**WORK ITEM**
Whenever a line in this data holds the word "provided", report that line in full.

**EXERCISE MATERIAL**
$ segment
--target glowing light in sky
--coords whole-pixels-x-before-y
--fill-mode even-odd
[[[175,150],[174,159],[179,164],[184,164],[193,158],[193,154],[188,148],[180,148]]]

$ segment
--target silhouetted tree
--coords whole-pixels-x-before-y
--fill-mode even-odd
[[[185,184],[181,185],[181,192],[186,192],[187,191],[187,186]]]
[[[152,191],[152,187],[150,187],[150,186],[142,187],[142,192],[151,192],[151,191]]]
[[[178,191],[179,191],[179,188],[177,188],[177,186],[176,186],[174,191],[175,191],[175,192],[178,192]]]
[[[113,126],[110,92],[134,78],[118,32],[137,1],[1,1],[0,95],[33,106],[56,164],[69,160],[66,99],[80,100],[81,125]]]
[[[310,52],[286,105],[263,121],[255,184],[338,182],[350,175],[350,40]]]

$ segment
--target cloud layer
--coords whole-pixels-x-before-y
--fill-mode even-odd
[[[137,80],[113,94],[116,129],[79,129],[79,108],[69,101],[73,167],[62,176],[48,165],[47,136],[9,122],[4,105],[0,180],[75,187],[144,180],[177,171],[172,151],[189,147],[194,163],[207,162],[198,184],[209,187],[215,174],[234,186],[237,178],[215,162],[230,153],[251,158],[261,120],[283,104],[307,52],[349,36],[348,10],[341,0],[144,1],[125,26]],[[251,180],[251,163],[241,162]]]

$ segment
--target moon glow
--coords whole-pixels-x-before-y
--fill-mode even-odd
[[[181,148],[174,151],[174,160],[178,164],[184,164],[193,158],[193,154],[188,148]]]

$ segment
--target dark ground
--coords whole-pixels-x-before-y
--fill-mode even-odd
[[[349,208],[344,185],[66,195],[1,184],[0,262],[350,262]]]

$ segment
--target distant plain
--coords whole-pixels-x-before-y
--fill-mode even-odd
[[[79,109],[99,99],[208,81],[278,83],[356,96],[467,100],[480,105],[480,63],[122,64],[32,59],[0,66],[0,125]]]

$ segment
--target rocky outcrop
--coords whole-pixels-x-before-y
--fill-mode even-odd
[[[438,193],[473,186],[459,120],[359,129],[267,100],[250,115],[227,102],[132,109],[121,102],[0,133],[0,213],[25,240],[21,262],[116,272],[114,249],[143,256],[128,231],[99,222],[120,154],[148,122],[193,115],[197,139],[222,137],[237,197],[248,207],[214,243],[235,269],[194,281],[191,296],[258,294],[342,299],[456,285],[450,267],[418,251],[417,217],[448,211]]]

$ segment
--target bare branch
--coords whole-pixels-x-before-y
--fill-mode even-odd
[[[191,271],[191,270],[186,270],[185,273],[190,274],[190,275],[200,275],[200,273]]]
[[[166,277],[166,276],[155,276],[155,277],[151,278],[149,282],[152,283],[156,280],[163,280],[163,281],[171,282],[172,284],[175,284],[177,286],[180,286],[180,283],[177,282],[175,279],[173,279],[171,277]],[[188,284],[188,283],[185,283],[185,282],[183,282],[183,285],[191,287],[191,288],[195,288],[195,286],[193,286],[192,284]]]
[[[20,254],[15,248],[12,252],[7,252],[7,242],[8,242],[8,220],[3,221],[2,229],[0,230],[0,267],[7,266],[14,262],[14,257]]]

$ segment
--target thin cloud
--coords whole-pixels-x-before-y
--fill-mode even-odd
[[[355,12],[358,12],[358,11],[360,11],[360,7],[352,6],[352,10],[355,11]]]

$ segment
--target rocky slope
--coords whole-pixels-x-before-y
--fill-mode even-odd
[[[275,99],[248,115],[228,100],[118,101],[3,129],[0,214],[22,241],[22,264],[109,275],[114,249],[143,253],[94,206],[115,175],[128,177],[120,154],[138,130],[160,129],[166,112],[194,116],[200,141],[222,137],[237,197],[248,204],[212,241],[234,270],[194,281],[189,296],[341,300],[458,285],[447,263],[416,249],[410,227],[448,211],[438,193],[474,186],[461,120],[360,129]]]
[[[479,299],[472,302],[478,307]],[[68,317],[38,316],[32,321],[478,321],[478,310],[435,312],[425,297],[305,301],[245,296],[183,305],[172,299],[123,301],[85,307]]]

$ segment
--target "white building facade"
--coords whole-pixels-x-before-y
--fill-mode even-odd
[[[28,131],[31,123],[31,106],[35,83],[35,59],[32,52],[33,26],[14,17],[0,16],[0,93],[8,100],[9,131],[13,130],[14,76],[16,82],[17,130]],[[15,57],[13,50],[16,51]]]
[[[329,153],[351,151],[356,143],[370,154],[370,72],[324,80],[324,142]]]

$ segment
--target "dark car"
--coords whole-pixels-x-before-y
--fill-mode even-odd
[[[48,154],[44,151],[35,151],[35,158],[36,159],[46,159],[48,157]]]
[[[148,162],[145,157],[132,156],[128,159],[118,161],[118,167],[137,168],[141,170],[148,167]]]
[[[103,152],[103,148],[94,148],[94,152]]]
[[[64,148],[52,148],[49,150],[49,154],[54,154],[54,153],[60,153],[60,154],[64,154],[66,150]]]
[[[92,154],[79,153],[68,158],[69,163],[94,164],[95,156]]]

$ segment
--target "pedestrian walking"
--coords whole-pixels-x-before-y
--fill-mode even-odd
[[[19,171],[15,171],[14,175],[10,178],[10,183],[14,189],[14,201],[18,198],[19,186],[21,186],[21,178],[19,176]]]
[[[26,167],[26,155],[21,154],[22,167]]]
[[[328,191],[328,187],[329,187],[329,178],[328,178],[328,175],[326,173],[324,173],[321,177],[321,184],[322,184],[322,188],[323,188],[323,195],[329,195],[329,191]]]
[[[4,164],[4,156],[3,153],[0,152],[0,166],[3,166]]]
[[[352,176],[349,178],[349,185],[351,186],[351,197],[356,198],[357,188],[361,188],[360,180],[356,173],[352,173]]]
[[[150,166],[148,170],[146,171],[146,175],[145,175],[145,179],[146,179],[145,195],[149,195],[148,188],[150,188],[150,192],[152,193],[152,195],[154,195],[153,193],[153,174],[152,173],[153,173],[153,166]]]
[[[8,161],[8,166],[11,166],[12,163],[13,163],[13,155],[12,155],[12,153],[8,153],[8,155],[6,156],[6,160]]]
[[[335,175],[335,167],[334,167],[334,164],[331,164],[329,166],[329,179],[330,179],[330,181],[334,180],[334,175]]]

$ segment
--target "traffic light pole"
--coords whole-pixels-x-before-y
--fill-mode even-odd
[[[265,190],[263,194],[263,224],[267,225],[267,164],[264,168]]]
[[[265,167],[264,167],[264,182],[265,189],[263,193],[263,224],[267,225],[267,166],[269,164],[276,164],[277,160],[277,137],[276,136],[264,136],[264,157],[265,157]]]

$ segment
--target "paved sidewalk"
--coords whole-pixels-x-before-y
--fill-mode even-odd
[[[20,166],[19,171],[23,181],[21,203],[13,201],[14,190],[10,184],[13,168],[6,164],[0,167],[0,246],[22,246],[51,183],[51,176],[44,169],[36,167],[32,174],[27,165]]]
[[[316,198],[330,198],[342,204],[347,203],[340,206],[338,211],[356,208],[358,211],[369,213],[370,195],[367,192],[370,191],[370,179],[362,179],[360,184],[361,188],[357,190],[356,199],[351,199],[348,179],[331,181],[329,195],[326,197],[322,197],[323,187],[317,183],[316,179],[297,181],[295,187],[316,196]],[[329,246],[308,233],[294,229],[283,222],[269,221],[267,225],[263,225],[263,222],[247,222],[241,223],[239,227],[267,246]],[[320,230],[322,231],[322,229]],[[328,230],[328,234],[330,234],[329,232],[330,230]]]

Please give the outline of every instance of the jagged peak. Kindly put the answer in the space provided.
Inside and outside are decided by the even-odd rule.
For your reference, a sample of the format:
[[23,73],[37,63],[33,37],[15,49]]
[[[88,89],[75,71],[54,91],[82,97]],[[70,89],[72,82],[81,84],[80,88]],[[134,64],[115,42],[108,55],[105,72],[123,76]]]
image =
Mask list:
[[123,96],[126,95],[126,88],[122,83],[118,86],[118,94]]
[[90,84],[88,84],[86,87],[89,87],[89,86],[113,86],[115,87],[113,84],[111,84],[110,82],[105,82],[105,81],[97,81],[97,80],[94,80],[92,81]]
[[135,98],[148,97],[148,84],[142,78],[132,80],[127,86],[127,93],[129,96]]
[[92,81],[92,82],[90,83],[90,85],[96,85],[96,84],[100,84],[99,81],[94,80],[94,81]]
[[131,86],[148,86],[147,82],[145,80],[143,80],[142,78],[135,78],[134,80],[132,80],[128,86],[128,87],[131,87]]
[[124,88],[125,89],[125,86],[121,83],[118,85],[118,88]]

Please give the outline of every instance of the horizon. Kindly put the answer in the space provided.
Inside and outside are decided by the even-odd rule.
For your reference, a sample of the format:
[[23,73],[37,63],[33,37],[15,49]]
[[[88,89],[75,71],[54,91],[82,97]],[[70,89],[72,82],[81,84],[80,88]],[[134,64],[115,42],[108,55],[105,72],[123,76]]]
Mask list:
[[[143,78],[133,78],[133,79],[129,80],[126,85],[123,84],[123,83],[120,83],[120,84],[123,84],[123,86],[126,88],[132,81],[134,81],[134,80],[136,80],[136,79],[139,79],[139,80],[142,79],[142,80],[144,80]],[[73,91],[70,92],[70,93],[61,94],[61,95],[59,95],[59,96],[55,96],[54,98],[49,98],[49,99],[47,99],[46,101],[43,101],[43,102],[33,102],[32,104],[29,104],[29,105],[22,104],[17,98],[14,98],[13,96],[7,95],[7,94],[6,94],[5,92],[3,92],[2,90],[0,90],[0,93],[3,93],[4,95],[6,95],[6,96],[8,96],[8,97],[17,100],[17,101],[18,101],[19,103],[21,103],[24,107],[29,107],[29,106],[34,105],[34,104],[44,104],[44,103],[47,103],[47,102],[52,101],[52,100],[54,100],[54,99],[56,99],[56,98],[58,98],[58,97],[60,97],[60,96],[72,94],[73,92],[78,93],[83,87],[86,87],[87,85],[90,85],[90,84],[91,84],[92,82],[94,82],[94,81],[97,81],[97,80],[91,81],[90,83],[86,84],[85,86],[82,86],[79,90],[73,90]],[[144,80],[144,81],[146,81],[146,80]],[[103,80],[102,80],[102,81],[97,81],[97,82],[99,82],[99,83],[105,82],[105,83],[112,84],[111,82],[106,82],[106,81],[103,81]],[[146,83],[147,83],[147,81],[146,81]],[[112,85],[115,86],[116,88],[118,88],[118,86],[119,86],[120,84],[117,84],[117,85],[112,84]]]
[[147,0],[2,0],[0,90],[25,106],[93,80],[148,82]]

**ANSWER TO THIS EXERCISE**
Please give the outline of every instance of the jagged peak. Kindly put the answer in the space provided.
Please give the outline of every instance of the horizon. Kindly put the answer in the space provided.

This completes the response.